Pull out every line of the entries that contains the word "instance", treating uppercase and lowercase as different.

━━━━━━━━━━

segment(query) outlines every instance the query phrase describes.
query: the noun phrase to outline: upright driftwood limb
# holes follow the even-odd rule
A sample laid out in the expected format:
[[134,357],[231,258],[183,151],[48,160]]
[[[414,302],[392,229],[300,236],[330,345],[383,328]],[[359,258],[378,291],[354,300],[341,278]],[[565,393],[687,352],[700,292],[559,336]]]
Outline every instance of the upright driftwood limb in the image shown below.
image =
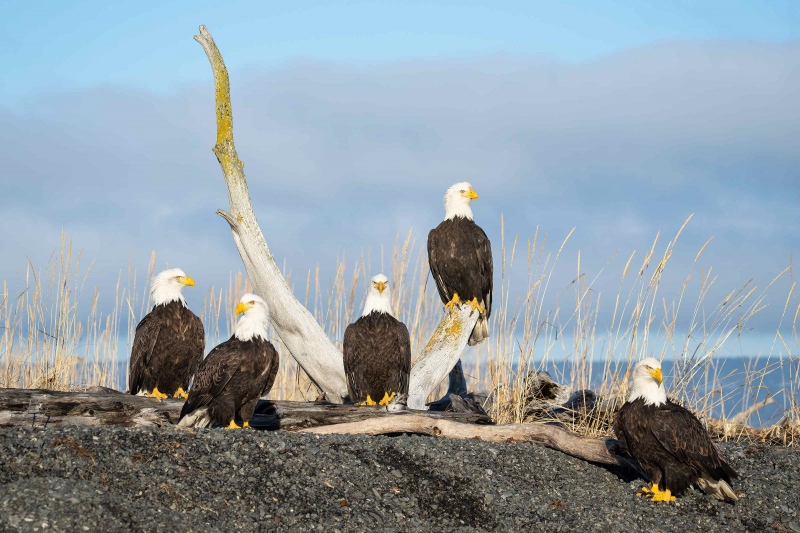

━━━━━━━━━━

**RESPONSE:**
segment(query) outlines every instance the query phrase describes.
Outline every instance of the upright driftwood limb in the image shown below.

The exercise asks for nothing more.